(Natural language region descriptions)
━━━━━━━━━━

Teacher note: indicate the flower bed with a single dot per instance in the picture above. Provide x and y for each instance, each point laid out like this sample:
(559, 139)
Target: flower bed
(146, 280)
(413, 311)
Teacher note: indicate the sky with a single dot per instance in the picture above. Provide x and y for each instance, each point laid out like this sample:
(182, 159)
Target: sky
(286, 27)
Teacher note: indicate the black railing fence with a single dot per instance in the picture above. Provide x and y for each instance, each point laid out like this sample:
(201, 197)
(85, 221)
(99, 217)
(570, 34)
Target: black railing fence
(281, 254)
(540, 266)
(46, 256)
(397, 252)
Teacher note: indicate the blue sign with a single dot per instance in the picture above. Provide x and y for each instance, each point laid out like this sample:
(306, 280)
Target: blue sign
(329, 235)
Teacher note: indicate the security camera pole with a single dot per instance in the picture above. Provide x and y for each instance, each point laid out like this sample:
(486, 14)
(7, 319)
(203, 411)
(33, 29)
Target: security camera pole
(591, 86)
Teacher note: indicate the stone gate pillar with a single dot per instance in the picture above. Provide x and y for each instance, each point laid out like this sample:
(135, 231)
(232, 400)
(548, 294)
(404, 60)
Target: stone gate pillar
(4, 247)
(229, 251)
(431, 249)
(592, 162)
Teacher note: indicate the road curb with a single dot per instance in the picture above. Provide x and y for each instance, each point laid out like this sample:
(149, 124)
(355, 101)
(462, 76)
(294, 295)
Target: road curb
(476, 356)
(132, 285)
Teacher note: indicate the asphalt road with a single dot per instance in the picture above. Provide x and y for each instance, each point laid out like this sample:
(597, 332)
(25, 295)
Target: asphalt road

━━━━━━━━━━

* **Problem statement**
Using the entries above, print each one again without any alteration.

* **Result of this exercise**
Teacher note: indicate the flower bed with a single dot per instance in the picture above. Provide x and y for each instance, each point laid out like this sample:
(559, 139)
Target: flower bed
(146, 280)
(413, 311)
Teacher note: indicate the sky with a single dot per instance in the picture above. Provide x and y for each instance, each point laid out like this sample:
(182, 159)
Target: sky
(286, 27)
Teacher note: indicate the black railing fence with a single dot per instance in the picture above. Provide x and y for each instance, each point laid out like this sample:
(201, 197)
(85, 221)
(99, 217)
(570, 34)
Target: black railing fence
(281, 254)
(540, 266)
(46, 256)
(397, 252)
Teacher note: indicate the blue sign with a single dot per instance in the picture above. Provide x and y for each instance, each point laid out like this sample:
(306, 280)
Target: blue sign
(329, 235)
Teacher note: indicate the security camera pole with a single dot per instance in the picture above. Provide x and y for each instance, each point laid out like this sample:
(486, 14)
(7, 319)
(203, 411)
(33, 29)
Target: security camera pole
(591, 86)
Teacher note: indicate the stone gate pillar with a single dot per instance in the picture above. Provide x and y for each instance, each point laid out like this sample:
(135, 231)
(232, 400)
(548, 294)
(404, 60)
Target: stone gate pillar
(4, 247)
(229, 251)
(431, 249)
(592, 162)
Teacher note: indicate the road curb with a single dot per instance in the picture above. Provide x and y for each instance, each point laid out like this sample:
(149, 124)
(355, 101)
(462, 76)
(294, 295)
Target: road curb
(476, 356)
(132, 285)
Teacher note: indicate the asphalt road with a single dot per instance in the picture above. Provide x and y for each instance, each point laid out like this sample:
(597, 332)
(25, 295)
Target: asphalt road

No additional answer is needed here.